SET PROBLEM:
Exactly as written, transcribe the lines that run from the one containing "Spot the framed picture." to the end of the records below.

....

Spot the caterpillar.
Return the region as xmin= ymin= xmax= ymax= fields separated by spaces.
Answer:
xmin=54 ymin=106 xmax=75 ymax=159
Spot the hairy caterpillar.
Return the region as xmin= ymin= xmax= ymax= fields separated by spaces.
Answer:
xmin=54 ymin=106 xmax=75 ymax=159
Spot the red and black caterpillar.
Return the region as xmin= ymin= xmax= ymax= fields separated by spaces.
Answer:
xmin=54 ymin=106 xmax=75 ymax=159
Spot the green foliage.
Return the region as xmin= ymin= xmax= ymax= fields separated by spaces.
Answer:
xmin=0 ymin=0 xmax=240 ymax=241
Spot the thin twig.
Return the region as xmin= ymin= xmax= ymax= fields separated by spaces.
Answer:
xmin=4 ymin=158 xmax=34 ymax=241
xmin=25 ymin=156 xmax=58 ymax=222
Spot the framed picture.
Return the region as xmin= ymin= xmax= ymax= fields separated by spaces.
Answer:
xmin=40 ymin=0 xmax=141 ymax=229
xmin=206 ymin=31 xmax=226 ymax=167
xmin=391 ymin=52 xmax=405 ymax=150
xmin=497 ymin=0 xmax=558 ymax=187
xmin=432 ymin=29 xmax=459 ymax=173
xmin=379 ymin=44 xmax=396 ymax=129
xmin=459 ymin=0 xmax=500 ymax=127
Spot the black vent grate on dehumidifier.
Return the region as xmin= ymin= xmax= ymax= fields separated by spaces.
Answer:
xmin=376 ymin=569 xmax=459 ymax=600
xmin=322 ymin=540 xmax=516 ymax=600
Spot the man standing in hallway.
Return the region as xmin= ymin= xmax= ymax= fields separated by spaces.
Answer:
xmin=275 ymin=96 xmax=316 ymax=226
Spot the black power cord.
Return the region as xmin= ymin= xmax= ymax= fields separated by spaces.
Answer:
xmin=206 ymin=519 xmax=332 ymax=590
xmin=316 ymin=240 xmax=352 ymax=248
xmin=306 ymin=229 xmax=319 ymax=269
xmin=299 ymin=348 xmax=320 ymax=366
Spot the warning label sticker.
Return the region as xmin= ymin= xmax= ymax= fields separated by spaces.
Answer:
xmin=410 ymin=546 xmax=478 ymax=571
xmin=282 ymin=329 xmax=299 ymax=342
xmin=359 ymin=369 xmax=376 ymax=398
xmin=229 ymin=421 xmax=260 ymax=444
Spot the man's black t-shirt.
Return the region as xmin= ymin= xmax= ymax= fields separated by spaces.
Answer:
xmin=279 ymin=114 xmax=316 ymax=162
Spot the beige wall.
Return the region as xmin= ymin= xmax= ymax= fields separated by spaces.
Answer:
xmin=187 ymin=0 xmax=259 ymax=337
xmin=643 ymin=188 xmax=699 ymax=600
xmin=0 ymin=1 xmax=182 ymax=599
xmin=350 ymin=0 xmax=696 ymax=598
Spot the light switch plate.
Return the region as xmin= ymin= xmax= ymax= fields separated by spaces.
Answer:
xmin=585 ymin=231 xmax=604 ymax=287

....

COMPLETE ANSWER:
Spot the framed picture.
Return the region as xmin= ymin= xmax= ymax= fields separated by spaces.
Answer:
xmin=40 ymin=0 xmax=141 ymax=229
xmin=206 ymin=31 xmax=226 ymax=167
xmin=391 ymin=52 xmax=405 ymax=150
xmin=497 ymin=0 xmax=558 ymax=187
xmin=432 ymin=29 xmax=459 ymax=173
xmin=379 ymin=44 xmax=396 ymax=129
xmin=459 ymin=0 xmax=500 ymax=127
Spot the black vent grate on dehumidifier.
Return the region as xmin= ymin= xmax= ymax= fields separated by spaces.
Answer:
xmin=376 ymin=569 xmax=459 ymax=600
xmin=322 ymin=540 xmax=516 ymax=600
Spot the man standing in hallway.
Return the region as xmin= ymin= xmax= ymax= fields separated by spaces.
Answer:
xmin=275 ymin=96 xmax=316 ymax=226
Spot the black power cord.
Return the region as xmin= ymin= xmax= ymax= fields separated by spaces.
Answer:
xmin=206 ymin=519 xmax=332 ymax=590
xmin=316 ymin=240 xmax=352 ymax=248
xmin=306 ymin=229 xmax=319 ymax=269
xmin=299 ymin=348 xmax=320 ymax=366
Spot the warning label sticker.
Return the region as xmin= ymin= xmax= ymax= fields separated by spaces.
Answer:
xmin=410 ymin=546 xmax=478 ymax=571
xmin=282 ymin=329 xmax=299 ymax=342
xmin=359 ymin=369 xmax=376 ymax=398
xmin=229 ymin=421 xmax=260 ymax=444
Spot the man's black t-shirt.
Return the region as xmin= ymin= xmax= ymax= fields separated by spaces.
Answer:
xmin=279 ymin=114 xmax=316 ymax=162
Spot the beige wall.
Return the region as xmin= ymin= xmax= ymax= fields separated by spaces.
Answer:
xmin=187 ymin=0 xmax=259 ymax=337
xmin=643 ymin=188 xmax=699 ymax=600
xmin=0 ymin=1 xmax=182 ymax=599
xmin=350 ymin=0 xmax=696 ymax=598
Spot the light switch plate.
Return the region as xmin= ymin= xmax= ymax= fields separated by spaces.
Answer:
xmin=585 ymin=231 xmax=604 ymax=287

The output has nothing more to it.